[Dataset rows]

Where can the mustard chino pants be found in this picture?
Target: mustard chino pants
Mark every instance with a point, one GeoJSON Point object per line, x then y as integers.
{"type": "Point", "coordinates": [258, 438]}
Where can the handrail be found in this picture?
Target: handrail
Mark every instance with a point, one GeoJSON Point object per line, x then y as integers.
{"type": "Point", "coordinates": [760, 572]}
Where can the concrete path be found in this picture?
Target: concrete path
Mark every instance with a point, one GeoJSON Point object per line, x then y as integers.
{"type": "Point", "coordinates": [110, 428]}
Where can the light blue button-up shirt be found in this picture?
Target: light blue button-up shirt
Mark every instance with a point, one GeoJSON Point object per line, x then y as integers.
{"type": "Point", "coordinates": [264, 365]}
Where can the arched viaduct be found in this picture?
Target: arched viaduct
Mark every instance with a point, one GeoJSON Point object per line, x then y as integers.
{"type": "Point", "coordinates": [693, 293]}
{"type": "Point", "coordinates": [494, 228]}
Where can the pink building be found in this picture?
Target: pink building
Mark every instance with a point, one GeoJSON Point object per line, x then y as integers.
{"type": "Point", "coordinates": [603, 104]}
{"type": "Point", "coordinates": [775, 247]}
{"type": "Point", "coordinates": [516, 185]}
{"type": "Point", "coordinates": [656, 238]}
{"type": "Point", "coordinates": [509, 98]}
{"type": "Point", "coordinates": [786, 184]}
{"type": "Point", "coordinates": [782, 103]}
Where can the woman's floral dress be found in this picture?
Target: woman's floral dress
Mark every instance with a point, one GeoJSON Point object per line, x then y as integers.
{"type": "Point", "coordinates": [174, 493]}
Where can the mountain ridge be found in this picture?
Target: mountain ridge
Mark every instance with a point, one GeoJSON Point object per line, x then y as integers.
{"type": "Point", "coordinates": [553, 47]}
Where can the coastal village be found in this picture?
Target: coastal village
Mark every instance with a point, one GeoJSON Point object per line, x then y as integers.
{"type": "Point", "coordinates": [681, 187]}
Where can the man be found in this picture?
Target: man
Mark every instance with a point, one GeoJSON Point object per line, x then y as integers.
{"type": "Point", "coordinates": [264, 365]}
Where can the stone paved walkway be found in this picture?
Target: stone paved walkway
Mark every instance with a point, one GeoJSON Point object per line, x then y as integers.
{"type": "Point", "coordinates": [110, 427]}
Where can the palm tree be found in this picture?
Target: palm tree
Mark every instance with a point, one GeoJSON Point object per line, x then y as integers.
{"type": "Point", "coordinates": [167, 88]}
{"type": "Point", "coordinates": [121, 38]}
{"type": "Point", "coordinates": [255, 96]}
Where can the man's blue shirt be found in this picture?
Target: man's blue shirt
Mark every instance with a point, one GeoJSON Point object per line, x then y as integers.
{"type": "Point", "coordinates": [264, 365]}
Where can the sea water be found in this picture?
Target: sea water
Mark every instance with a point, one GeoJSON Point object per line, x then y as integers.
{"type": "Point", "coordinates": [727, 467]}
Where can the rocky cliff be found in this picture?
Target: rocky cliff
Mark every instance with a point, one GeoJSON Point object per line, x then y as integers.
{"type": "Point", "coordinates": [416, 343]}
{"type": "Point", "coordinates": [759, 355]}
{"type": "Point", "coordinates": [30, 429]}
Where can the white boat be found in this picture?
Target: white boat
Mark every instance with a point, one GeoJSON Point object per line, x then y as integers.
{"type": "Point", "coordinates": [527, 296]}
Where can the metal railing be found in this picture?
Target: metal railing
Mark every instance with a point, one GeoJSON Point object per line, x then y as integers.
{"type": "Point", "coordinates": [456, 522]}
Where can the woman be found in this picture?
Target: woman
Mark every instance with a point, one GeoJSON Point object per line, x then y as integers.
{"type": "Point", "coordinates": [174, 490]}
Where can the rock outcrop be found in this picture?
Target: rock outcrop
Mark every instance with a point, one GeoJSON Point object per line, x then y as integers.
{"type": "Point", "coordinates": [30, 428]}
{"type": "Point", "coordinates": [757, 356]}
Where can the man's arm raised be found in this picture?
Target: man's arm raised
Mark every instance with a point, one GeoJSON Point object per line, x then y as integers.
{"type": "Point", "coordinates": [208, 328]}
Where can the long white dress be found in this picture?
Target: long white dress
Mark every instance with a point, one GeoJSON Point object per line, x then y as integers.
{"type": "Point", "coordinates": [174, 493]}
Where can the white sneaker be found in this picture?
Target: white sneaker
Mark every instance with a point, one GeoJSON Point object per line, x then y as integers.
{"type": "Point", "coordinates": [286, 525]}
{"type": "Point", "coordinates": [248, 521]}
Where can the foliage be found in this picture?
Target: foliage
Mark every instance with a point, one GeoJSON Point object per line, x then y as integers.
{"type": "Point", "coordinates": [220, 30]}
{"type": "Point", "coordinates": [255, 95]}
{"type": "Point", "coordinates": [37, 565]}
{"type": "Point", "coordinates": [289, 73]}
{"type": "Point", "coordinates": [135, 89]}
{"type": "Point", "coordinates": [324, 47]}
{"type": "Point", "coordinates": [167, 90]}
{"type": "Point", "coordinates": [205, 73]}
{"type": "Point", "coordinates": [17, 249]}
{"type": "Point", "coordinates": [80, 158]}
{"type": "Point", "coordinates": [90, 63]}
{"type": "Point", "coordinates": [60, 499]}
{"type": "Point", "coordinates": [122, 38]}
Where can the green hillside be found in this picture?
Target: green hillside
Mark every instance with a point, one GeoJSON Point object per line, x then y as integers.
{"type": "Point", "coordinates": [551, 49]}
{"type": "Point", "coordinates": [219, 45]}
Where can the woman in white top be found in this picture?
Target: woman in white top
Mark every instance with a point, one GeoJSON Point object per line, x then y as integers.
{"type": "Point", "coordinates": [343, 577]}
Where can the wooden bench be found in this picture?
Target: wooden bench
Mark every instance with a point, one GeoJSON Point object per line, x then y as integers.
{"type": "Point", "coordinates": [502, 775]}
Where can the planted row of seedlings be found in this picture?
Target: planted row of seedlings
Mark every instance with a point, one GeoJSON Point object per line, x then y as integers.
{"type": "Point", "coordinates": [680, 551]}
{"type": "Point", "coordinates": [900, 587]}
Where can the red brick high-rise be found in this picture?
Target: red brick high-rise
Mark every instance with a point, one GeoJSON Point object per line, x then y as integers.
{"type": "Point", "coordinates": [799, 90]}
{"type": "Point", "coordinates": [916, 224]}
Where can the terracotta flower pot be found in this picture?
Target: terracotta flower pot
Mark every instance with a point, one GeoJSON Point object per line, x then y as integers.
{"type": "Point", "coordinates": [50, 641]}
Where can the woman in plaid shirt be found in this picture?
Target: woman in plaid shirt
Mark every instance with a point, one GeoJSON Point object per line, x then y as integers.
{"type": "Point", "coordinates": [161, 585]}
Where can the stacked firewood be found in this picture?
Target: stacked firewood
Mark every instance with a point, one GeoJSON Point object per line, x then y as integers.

## [Short task]
Take the lines from the one containing "Where can the woman in white" to the last line of the material above and write them out exactly.

## [Exercise response]
Where can the woman in white top be found in this picture?
Target: woman in white top
Mark every instance with a point, one GeoJSON Point object per line, x then y as integers.
{"type": "Point", "coordinates": [343, 577]}
Where can the wooden bench be found in this picture?
Target: wooden bench
Mark every instance with a point, one GeoJSON Point object per line, x then y as integers.
{"type": "Point", "coordinates": [502, 775]}
Where can the planted row of seedlings be found in this picture?
Target: planted row of seedlings
Mark every instance with a point, one GeoJSON Point object per line, x then y as integers.
{"type": "Point", "coordinates": [680, 551]}
{"type": "Point", "coordinates": [900, 587]}
Where can the red brick high-rise be found in this picture?
Target: red brick high-rise
Mark every instance with a point, one GeoJSON Point object per line, x then y as integers.
{"type": "Point", "coordinates": [799, 90]}
{"type": "Point", "coordinates": [916, 224]}
Where can the terracotta flower pot be found in this picture?
Target: terracotta flower pot
Mark every instance with a point, one GeoJSON Point object per line, x then y as integers.
{"type": "Point", "coordinates": [50, 641]}
Where can the woman in plaid shirt be found in this picture?
Target: woman in plaid shirt
Mark every instance with a point, one GeoJSON Point object per line, x then y as integers.
{"type": "Point", "coordinates": [161, 585]}
Where can the stacked firewood be found in this picture?
Target: stacked firewood
Mark every instance with a point, one GeoJSON Point object per line, x then y as integers.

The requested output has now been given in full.